**CONSIGNE DONNÉE A**
Recopiez le passage du texte sur le Condominium franco-britannique, depuis "2. Un régime" jusqu'à "aucun Etat officiel." inclus.
**CONSIGNE DONNÉE B**
D'après le texte sur le Condominium franco-britannique, quelle était la population totale des Nouvelles-Hébrides lors de la création du Condominium en 1906 ?

**TEXTE FOURNI**
*-*-*
Les premiers colons débarquent d'Europe en 1854. Alors que les
Britanniques sont négligés par leur pays d'origine, les
Français sont quant à eux soutenus par la France, et
prospèrent. En 1882, John HIGGINSON, spéculateur terrien
français d'origine irlandaise, fonde la Compagnie Calédonienne
des Nouvelles-Hébrides (CCNH). Il acquiert plus de 20 % des terres
exploitées par les britanniques et les chefs locaux. En 1894,
rebaptisée Société Française des
Nouvelles-Hébrides (SFNH), la Compagnie possède 55 % des terres
cultivables du Vanuatu.
Pour mettre fin à la rivalité existant entre les deux
communautés, les deux puissances coloniales créent en 1887 une
Commission navale mixte, reconduite sous la forme d'un condominium
franco-britannique.
2. Un régime original : le Condominium franco-britannique
Le 27
février 1906, le Condominium franco-britannique des
Nouvelles-Hébrides est créé en réponse à
l'expansionnisme germanique dans la région. A cette époque la
population totale est d'environ 2.000 Français, 1.000 Britanniques et
65.000 îliens. Cette autorité est étendue plus tard dans le
Protocole anglo-français de 1914, ratifié le 18 mars 1922. Ces
accords établissent une influence égale entre les deux pouvoirs
coloniaux, sans souveraineté exclusive. Les Nouvelles-Hébrides
sont "territoire d'influence commune". Les Français et les Britanniques
ont des droits égaux. Les Ni-Vanuatu n'ont aucun Etat officiel.
Chaque communauté a des services propres. Il existe deux polices, deux
services de santé, deux systèmes éducatifs - ce qui est
toujours le cas - deux monnaies et deux systèmes pénitentiaires.
*-*-*
**ENREGISTREMENTS LISTÉS**

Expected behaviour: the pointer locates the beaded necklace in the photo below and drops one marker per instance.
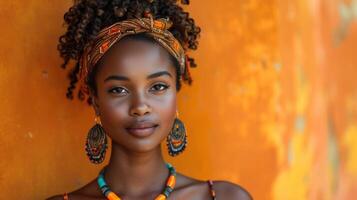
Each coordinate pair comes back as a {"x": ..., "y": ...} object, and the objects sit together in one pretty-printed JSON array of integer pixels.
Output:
*-*-*
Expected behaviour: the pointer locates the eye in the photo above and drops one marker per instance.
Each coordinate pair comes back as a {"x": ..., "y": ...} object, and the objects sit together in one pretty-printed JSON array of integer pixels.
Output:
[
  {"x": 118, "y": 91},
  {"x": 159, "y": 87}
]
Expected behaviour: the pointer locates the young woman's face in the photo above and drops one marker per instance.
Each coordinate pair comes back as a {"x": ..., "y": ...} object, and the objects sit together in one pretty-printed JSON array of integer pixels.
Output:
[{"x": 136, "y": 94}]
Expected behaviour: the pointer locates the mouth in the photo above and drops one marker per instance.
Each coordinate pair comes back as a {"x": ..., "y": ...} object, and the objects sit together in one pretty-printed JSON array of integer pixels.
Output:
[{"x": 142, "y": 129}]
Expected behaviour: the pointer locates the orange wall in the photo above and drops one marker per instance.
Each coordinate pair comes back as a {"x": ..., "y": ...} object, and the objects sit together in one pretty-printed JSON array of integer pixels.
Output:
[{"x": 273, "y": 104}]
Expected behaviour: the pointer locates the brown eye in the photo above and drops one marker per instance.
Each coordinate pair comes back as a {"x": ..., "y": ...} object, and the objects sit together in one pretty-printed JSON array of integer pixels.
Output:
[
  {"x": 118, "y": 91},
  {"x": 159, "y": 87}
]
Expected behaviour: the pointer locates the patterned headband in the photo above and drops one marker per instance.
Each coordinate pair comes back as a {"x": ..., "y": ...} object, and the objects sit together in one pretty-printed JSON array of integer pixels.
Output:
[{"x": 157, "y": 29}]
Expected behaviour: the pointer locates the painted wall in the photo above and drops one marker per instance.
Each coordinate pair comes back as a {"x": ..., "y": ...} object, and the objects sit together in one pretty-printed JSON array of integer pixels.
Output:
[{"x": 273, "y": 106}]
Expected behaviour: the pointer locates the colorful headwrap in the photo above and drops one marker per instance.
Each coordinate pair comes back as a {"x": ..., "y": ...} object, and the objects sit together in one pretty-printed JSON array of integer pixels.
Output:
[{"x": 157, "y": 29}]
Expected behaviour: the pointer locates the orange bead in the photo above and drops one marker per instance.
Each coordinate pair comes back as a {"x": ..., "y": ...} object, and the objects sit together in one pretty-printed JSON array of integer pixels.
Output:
*-*-*
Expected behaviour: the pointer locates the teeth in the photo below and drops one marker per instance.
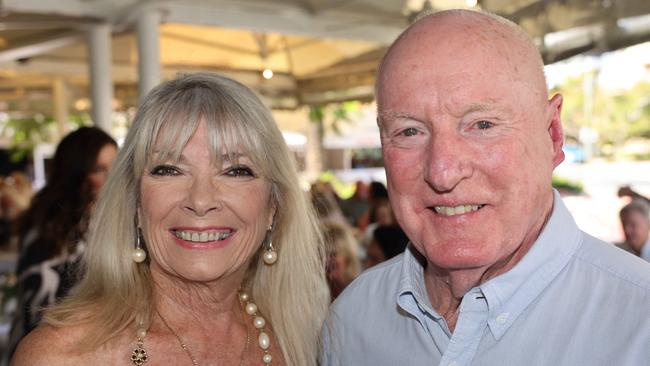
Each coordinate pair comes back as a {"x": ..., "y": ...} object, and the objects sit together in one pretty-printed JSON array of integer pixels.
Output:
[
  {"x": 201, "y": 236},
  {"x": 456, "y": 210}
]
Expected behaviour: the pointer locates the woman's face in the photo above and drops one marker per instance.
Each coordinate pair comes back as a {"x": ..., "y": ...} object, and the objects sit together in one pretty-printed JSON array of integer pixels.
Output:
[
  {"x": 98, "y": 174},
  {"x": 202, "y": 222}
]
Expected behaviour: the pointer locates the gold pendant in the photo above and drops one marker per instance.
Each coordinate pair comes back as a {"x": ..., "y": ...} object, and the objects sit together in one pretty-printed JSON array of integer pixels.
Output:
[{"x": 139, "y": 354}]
*-*-*
**SOLUTION A**
2. Un régime original : le Condominium franco-britannique
Le 27
février 1906, le Condominium franco-britannique des
Nouvelles-Hébrides est créé en réponse à
l'expansionnisme germanique dans la région. A cette époque la
population totale est d'environ 2.000 Français, 1.000 Britanniques et
65.000 îliens. Cette autorité est étendue plus tard dans le
Protocole anglo-français de 1914, ratifié le 18 mars 1922. Ces
accords établissent une influence égale entre les deux pouvoirs
coloniaux, sans souveraineté exclusive. Les Nouvelles-Hébrides
sont "territoire d'influence commune". Les Français et les Britanniques
ont des droits égaux. Les Ni-Vanuatu n'ont aucun Etat officiel.

**SOLUTION B**
Environ 2.000 Français, 1.000 Britanniques et 65.000 îliens.